== Problem statement ==
Reproduce the lines below exactly, starting at the one containing "Practice step: locate the man in" and stopping at the final line.

== Material for this task ==
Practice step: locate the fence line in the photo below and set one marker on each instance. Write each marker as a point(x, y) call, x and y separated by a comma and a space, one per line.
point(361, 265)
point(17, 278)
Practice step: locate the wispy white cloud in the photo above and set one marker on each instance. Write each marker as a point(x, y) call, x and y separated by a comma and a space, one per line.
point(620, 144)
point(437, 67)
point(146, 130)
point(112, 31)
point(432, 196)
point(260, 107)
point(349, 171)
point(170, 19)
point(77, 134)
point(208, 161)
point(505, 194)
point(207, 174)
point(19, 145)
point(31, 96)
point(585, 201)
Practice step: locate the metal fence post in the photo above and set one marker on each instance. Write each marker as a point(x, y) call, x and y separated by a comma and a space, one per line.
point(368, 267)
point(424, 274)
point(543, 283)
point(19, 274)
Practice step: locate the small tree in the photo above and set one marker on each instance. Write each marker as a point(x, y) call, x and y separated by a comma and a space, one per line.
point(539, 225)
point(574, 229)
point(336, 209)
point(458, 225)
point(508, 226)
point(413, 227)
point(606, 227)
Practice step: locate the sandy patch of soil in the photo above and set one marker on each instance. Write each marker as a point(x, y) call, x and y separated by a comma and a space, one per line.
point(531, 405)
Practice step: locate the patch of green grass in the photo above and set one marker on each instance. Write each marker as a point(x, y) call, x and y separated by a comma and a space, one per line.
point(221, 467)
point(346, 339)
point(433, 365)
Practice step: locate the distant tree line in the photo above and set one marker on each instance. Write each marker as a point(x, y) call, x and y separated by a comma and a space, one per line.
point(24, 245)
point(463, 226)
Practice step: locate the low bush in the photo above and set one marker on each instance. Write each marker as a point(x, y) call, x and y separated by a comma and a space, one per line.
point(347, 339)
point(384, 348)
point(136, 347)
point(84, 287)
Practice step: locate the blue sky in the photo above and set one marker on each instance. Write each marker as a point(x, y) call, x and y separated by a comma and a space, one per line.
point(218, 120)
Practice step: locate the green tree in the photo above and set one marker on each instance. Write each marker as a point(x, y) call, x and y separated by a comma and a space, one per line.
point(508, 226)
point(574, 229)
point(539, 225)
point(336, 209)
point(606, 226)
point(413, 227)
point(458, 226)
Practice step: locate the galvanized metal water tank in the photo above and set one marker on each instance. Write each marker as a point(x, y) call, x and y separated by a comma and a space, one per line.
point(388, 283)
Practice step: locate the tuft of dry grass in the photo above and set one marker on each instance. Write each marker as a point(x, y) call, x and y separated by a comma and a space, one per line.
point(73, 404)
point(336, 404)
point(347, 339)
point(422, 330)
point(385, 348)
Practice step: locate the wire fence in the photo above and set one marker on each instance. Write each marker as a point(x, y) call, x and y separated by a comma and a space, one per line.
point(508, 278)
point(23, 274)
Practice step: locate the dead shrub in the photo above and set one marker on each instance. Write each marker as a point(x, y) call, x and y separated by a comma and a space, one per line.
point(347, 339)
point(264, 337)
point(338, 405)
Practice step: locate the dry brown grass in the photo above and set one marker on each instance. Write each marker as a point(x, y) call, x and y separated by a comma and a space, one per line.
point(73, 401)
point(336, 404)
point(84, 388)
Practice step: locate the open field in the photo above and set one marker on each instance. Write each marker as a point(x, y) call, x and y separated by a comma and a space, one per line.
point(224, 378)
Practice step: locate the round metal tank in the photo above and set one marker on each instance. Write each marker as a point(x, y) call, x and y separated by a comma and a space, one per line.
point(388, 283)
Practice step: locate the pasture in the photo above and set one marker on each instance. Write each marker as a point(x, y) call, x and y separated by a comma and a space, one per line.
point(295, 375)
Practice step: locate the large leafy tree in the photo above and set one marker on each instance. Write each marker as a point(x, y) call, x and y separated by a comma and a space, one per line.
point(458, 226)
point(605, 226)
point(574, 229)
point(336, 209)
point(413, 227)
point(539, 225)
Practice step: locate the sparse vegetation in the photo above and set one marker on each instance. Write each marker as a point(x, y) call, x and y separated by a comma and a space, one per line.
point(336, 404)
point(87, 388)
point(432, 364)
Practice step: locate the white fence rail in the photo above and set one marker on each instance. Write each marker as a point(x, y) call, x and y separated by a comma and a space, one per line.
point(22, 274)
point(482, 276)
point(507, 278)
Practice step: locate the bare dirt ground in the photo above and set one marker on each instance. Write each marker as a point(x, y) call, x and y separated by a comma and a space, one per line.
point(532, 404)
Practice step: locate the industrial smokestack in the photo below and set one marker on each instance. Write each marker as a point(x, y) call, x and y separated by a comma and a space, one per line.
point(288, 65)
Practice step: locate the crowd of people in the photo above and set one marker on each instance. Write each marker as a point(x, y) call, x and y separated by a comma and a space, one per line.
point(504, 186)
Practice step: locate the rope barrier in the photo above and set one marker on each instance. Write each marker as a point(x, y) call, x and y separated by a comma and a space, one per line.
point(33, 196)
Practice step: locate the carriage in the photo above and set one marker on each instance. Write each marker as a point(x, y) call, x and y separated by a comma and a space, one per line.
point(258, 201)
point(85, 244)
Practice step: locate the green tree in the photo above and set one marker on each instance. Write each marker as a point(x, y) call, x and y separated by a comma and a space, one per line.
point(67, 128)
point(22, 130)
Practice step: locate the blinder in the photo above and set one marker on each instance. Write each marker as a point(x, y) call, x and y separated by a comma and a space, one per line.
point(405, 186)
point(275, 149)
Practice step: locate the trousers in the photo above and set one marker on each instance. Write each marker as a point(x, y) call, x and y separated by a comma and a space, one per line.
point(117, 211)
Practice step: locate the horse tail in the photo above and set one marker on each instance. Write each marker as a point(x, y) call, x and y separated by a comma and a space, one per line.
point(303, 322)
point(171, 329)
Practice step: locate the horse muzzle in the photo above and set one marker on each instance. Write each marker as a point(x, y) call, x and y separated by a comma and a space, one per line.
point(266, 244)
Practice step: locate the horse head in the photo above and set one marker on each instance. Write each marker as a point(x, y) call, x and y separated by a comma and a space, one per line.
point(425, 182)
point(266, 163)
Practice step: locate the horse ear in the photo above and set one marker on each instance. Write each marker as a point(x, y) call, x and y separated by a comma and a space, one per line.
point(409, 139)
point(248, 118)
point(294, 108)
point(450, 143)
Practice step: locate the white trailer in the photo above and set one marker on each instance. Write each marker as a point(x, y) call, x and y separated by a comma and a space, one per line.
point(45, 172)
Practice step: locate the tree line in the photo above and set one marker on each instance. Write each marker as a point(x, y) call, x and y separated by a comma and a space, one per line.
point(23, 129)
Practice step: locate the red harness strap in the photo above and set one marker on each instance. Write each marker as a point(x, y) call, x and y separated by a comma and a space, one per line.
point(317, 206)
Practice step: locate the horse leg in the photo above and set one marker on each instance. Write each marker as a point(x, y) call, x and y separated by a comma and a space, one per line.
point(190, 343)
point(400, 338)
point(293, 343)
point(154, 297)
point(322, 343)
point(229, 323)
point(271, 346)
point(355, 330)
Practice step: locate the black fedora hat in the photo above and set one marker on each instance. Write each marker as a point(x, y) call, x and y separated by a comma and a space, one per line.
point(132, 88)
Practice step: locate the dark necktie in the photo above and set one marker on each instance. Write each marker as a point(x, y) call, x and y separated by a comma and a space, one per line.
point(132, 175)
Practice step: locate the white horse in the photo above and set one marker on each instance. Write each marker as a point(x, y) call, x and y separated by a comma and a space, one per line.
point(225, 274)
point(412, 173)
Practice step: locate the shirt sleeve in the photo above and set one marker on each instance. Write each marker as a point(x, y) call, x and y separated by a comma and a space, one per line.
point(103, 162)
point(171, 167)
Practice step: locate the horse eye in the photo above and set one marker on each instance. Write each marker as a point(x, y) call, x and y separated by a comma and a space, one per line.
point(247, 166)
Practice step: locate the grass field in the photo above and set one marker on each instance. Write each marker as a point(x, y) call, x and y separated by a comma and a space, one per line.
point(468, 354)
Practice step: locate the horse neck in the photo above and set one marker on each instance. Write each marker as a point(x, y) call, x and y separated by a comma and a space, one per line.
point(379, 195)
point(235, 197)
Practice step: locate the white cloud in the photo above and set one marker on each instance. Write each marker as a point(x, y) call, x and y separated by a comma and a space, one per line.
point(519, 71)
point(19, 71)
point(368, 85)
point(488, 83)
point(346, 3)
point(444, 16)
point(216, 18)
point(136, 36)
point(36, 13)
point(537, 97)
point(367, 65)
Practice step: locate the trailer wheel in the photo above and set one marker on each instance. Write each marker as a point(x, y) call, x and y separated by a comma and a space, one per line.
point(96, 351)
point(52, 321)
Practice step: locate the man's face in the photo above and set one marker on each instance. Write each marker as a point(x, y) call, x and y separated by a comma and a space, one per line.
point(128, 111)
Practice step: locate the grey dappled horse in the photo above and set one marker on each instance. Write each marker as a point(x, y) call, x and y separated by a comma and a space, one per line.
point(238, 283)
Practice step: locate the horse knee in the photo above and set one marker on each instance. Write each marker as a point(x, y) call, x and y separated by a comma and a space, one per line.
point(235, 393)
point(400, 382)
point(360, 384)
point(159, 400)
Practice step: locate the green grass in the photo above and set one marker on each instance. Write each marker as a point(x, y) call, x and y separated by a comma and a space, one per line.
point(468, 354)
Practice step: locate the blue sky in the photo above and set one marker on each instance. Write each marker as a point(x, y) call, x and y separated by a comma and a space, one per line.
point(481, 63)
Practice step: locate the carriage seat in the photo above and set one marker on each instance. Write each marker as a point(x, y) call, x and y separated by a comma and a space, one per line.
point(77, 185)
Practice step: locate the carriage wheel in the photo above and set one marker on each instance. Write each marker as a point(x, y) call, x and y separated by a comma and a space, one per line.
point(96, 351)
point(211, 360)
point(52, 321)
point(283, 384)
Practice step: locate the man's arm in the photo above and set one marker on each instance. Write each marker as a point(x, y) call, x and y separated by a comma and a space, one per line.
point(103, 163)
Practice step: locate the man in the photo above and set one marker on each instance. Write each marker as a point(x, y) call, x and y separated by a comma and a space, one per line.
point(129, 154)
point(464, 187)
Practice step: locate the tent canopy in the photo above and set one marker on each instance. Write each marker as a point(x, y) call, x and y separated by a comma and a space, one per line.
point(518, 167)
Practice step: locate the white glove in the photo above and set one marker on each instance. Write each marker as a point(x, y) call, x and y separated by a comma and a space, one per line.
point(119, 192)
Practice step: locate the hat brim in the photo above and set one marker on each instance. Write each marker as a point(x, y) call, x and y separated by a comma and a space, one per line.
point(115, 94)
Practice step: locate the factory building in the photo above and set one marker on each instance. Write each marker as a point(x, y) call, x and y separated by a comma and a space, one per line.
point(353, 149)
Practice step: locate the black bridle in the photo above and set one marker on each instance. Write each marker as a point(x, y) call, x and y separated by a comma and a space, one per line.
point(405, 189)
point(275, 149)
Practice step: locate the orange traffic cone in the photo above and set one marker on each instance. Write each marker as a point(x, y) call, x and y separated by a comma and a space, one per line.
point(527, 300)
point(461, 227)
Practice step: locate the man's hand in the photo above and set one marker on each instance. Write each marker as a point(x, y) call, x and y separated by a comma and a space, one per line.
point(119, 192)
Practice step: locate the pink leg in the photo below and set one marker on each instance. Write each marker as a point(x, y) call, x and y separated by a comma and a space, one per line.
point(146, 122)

== Response area ==
Practice step: locate the man in the photo above and set one marker on each instance. Write each marker as a point(x, y) call, x and y separated by a comma and a space, one per line.
point(129, 154)
point(464, 187)
Practice step: locate the tent canopy in the photo above and set one marker on each instance. Write each marker as a point(x, y) call, x and y separated by a comma and a space, one per line.
point(518, 167)
Practice step: locate the white glove in the photo above and set one marker on each instance. Write each marker as a point(x, y) call, x and y separated by a comma and a space, one per line.
point(119, 192)
Practice step: locate the hat brim in the photo above and set one marker on each instance. Write each marker as a point(x, y) call, x and y separated by a comma and a space, one per line.
point(115, 94)
Practice step: locate the factory building in the photo above and set one marker on each instance. Write each marker as a point(x, y) call, x and y separated by a comma and a space, one per line.
point(353, 149)
Practice step: locate the black bridle in the photo above and set one marker on each instance. Write each marker as a point(x, y) call, x and y separated by a comma and a space, one per line.
point(405, 189)
point(275, 149)
Practice step: locate the orange traffic cone in the photo above and set one marker on each instance. Write each marker as a point(x, y) call, x and y separated by a comma and a space, one per line.
point(527, 300)
point(461, 227)
Practice step: locate the man's hand in the photo above and set one marker on each instance. Write each marker as a point(x, y) call, x and y separated by a comma and a space, one per line.
point(119, 192)
Practice step: locate the pink leg in the photo below and set one marker on each instance. Write each marker as a point(x, y) call, x and y separated by a comma and a space, one per line.
point(146, 122)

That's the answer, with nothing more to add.